> **Source document**
If the cornea has imperfections, the image on the retina may be blurry or somewhat distorted, a refractive error known as nearsightedness, farsightedness and astigmatisms. These refractive errors are usually easy to correct through virtually painless procedures, resulting in 95 percent improved visual accuracy.
PRK is completed with the use of an excimer laser that uses a cool ultraviolet light beam to precisely remove small amounts of tissue from the surface of the cornea in order to reshape any irregularities. Correctly reshaping the cornea focuses light into the eye and onto the retina, improving vision. LASIK uses the same excimer laser as PRK but is focused on the cornea under a partial thickness flap that has been created, usually with another type of laser called a femtosecond laser. Once th e excimer laser has reshaped the cornea, the LASIK flap is repositioned where it heals naturally. LASIK and PRK procedures generally take less than 10 minutes to complete and the patient remains awake throughout the procedure.

> **Data listing**

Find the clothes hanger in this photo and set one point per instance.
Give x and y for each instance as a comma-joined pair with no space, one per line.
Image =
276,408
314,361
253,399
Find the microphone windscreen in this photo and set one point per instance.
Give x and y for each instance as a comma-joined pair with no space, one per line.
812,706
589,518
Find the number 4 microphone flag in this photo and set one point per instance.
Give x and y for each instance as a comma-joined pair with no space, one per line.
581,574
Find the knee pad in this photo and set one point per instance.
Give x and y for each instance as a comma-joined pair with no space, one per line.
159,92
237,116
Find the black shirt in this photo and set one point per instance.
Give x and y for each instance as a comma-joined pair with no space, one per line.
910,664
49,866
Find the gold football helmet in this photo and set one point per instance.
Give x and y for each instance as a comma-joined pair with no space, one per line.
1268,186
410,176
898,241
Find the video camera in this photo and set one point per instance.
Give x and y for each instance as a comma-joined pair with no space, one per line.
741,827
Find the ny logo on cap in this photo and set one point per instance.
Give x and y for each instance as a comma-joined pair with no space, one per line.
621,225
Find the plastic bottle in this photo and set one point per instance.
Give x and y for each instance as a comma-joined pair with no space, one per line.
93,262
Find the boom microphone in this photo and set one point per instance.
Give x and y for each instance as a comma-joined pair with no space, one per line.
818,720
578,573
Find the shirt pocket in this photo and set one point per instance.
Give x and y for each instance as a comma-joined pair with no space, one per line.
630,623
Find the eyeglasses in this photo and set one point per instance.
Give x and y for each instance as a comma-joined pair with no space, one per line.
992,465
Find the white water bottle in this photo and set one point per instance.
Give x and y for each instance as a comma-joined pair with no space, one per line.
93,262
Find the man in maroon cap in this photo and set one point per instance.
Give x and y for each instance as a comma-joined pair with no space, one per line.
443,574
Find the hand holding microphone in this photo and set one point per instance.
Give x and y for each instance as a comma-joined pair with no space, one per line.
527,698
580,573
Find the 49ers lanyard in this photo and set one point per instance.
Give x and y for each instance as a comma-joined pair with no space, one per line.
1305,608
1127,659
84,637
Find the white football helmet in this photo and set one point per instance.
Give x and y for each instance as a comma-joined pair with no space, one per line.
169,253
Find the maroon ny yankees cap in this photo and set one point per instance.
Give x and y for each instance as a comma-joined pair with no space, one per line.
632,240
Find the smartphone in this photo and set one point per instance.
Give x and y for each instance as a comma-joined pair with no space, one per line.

> **Work request 1**
In the laser eye surgery text, what type of laser is usually used to create the LASIK flap?
> **Work request 2**
Pull from the laser eye surgery text the stretch from "If the cornea" through "improved visual accuracy.".

> **Final answer 1**
A femtosecond laser.

> **Final answer 2**
If the cornea has imperfections, the image on the retina may be blurry or somewhat distorted, a refractive error known as nearsightedness, farsightedness and astigmatisms. These refractive errors are usually easy to correct through virtually painless procedures, resulting in 95 percent improved visual accuracy.